BEGIN Data extract

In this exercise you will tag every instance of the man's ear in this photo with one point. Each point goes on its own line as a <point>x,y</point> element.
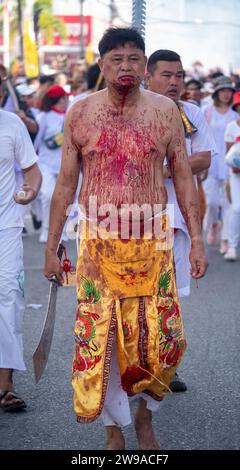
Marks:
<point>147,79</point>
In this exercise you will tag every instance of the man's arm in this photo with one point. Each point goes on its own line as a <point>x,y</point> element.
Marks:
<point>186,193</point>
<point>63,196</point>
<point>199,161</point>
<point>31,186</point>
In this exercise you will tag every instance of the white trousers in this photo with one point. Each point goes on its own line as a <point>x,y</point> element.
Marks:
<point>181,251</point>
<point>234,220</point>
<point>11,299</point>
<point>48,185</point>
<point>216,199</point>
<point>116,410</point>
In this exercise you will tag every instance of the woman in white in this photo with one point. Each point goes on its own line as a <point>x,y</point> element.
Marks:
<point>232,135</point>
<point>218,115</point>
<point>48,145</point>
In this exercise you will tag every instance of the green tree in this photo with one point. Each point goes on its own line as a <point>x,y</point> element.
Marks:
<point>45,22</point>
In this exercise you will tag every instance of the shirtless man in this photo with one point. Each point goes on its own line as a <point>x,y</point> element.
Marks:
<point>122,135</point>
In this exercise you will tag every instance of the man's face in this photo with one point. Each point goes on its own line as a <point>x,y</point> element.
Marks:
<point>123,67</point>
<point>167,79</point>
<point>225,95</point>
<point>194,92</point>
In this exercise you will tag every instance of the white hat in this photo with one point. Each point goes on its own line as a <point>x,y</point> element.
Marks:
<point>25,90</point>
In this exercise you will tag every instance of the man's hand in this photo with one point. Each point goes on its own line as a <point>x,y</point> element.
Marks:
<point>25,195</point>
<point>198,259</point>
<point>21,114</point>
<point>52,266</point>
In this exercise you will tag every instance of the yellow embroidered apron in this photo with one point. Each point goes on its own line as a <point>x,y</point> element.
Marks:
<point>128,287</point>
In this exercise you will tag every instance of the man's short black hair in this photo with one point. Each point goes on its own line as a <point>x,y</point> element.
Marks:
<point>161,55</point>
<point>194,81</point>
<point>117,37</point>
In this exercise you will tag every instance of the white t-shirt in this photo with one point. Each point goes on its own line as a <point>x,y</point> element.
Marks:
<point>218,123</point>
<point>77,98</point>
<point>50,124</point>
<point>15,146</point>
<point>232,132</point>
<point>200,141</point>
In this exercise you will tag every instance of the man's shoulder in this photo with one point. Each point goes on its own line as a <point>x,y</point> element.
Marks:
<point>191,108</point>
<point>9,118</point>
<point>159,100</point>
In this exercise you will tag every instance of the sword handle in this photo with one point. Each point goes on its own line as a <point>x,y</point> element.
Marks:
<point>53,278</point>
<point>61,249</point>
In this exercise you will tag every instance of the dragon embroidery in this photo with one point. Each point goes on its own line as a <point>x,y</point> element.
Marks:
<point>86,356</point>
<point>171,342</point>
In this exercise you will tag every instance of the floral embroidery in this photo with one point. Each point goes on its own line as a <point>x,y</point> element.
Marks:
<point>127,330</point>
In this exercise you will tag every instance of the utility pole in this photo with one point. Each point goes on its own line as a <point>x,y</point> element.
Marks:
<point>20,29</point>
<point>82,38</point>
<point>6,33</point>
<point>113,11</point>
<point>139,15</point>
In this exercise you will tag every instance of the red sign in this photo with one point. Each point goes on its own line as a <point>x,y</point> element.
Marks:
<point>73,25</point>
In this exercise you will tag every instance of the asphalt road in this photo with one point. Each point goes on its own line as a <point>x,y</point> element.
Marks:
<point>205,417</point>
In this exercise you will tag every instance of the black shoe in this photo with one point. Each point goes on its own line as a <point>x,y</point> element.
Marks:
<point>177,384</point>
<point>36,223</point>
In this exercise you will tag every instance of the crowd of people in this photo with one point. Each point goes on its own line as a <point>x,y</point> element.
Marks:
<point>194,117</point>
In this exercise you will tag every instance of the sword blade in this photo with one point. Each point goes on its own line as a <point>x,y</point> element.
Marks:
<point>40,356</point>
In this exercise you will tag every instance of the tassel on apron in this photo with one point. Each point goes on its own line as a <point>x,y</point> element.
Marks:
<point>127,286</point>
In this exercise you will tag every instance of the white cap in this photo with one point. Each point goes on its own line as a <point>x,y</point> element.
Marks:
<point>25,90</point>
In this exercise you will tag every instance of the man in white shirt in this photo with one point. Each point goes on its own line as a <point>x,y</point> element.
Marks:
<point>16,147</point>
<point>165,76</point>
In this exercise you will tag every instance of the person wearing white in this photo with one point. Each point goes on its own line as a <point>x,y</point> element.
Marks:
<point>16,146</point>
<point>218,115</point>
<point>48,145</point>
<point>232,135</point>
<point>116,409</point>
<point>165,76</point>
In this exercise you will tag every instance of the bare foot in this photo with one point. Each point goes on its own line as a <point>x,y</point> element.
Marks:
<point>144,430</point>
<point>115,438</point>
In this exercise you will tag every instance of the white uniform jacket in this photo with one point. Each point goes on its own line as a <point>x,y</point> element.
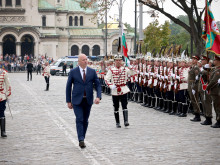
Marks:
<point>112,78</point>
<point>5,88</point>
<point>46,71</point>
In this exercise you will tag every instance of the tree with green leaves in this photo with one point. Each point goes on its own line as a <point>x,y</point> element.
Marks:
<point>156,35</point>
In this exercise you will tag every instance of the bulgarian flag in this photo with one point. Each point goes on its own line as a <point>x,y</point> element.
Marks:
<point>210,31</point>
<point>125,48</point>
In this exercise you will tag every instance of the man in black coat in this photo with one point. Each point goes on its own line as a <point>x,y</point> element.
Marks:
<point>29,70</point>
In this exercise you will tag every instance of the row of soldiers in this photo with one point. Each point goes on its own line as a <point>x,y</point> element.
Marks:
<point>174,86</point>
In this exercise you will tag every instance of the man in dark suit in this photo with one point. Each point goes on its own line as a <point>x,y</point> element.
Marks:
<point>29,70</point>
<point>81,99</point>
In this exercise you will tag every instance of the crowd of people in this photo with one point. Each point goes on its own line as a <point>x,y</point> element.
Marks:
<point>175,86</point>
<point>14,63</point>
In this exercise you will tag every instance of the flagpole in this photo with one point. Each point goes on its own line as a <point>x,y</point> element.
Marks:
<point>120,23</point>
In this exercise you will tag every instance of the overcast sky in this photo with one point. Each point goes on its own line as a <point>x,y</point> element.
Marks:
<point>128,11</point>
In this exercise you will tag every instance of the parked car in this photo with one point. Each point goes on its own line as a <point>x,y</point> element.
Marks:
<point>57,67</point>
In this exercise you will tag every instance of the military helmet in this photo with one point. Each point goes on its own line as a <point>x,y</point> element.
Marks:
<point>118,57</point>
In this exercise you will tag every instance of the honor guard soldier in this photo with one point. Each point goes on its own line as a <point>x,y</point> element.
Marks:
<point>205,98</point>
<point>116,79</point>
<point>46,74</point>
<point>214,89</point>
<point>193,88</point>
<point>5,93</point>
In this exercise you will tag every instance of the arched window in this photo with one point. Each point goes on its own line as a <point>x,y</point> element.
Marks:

END Data extract
BEGIN Data extract

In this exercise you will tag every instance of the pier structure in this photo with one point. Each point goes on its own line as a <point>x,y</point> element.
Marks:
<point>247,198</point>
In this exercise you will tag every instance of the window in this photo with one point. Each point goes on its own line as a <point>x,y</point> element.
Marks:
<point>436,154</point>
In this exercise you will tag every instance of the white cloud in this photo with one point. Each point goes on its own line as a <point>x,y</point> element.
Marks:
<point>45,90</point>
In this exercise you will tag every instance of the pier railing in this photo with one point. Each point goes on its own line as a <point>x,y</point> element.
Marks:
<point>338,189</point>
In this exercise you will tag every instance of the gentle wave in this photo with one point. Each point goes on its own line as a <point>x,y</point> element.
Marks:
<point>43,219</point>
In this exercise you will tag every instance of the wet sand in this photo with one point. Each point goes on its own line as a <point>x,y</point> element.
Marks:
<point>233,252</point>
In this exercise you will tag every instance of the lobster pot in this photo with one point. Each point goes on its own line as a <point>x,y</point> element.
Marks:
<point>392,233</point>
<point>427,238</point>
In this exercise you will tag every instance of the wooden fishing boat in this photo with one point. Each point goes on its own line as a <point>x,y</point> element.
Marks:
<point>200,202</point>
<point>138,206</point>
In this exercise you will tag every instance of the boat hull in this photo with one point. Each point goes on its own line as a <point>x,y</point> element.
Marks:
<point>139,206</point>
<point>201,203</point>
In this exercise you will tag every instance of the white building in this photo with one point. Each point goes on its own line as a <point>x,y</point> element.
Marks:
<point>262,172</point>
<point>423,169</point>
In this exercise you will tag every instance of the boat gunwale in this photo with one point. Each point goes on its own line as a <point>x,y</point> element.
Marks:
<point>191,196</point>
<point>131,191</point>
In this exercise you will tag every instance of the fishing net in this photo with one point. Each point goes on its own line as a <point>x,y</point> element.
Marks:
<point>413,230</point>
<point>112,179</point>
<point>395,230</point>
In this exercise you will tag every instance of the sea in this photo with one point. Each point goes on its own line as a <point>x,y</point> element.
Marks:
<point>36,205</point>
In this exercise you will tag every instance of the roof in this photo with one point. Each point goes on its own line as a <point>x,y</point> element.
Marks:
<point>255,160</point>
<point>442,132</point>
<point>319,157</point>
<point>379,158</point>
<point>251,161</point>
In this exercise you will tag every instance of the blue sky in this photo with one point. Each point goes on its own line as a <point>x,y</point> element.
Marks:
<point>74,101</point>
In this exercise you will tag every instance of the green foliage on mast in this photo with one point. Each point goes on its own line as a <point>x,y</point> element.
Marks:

END Data extract

• Problem: The response should hold exactly the lines starting at the line with "the sword blade" and ending at the line with "In this exercise you will tag every instance of the tassel", and no other line of the material above.

• Expected answer:
In this exercise you will tag every instance of the sword blade in this photo with one point. Each point goes on its own line as a <point>x,y</point> element.
Marks:
<point>40,356</point>
In this exercise you will tag every instance of the tassel on apron in this photo with one point. Each point goes on its own line as a <point>x,y</point> element.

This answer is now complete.